How do you find out the "life" of these components - is it a Porsche thing?
More experience of lifing things on racing cars - although aerospace principles apply too!

The aim with lifing any component is to ensure you get the maximum reliable life from it, where reliability is quantified by the effects/acceptability of a failure. In a competition car a component failure may be race loosing so you'll determine the useful life of the component and then divide that by an agreed number (usually two or three) to arrive at a life which is such that the component is reliable during that length of operation i.e. you should never have a failure. You then further refine this with real world data if required.

For the vast majority of components they live on the bathtub curve:



The infant mortality of components is such that if you REALLY need to ensure reliability you'll run the first part of life in a none critical situation where ever possible. When you hear about race engines going on the dyno etc. this is partly why, when you release the assembly/part for use in the live environment it is past the stage of infant mortality and should be within the zone of low failure rate.

One of the key aspects of lifing any component is data - you get more real world data on reliability from using the component than you possibly can any other way. So you track stuff in operation - partly to record where you are in life of that component and partly to understand how worn/close to failure it was when it came off. You may have environmental issues that apply here too so you may wish to understand how much greater the wear rate is in an new operating regime.

• [DATA SHOWN]:
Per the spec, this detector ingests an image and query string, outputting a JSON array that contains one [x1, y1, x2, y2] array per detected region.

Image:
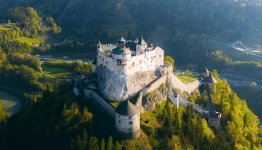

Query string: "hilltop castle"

• [WHAT THE TASK REQUIRES]: Translate into Spanish the following sentence from the passage on component life: "One of the key aspects of lifing any component is data - you get more real world data on reliability from using the component than you possibly can any other way."

• [WRITTEN REPLY]: Uno de los aspectos clave de la determinación de la vida útil de cualquier componente son los datos: al utilizar el componente se obtienen más datos reales sobre su fiabilidad de los que sería posible obtener de cualquier otra manera.